* Written exercise
Duplicate the material below word for word, from the line holding "TARGET = tree trunk" through the final line, both ends included.

-*-

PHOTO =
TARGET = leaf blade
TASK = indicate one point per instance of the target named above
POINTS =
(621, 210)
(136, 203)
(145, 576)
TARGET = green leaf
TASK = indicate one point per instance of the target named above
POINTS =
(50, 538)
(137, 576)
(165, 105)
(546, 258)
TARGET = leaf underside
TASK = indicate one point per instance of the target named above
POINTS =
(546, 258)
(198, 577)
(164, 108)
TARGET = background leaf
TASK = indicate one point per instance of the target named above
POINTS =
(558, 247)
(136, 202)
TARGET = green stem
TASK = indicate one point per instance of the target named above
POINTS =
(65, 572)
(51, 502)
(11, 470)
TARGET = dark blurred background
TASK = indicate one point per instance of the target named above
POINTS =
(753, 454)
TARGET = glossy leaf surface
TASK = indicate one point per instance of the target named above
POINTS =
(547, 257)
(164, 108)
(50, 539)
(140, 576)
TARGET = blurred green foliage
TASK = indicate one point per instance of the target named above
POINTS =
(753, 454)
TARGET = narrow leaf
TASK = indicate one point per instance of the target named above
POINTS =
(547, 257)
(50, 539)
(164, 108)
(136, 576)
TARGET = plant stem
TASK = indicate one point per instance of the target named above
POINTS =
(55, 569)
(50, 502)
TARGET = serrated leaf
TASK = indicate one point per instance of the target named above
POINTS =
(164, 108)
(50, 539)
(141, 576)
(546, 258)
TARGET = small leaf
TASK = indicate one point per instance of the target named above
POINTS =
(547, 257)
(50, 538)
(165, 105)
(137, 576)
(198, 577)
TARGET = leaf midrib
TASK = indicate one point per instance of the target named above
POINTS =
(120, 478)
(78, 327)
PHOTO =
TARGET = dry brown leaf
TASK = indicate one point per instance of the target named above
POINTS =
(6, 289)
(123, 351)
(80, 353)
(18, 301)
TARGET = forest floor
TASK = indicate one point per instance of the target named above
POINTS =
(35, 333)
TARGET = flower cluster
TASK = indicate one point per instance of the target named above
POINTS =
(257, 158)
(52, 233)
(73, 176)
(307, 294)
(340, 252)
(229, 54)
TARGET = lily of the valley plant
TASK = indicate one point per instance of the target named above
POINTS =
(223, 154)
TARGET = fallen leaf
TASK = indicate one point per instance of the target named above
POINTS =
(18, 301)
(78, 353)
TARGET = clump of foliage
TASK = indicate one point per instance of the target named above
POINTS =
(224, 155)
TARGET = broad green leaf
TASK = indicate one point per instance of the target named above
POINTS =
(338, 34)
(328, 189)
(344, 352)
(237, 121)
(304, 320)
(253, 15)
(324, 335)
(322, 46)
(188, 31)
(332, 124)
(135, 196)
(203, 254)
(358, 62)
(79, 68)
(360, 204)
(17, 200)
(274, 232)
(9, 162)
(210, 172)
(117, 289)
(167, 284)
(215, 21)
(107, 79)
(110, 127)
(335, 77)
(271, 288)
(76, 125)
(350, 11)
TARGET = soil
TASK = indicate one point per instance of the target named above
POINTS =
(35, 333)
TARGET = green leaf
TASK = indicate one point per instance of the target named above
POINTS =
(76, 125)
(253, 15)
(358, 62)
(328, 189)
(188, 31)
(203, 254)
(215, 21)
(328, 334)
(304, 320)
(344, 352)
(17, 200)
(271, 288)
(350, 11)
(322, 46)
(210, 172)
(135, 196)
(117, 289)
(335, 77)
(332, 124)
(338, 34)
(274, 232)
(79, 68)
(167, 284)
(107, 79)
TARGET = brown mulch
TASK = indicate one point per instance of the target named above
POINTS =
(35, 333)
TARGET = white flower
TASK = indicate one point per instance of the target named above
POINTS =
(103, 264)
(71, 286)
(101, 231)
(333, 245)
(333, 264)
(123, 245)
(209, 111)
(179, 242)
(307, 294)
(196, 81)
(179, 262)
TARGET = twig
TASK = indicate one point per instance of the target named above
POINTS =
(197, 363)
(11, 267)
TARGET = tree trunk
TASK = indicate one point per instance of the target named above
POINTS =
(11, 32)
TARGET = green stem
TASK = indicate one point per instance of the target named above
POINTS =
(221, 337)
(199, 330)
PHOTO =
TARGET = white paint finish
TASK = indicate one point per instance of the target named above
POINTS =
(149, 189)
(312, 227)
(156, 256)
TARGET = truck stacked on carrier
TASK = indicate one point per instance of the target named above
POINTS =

-*-

* Complete output
TARGET = tree trunk
TASK = indicate one point per instance of the target named above
POINTS =
(11, 32)
TARGET = green stem
TASK = indicate one point per instance of the target named above
POINTS =
(221, 337)
(199, 330)
PHOTO =
TARGET = white paint finish
TASK = indicate one point per instance of the target named above
POINTS =
(149, 189)
(312, 227)
(156, 256)
TARGET = truck stacked on carrier
TASK = indicate one point per instance of the target named above
POINTS =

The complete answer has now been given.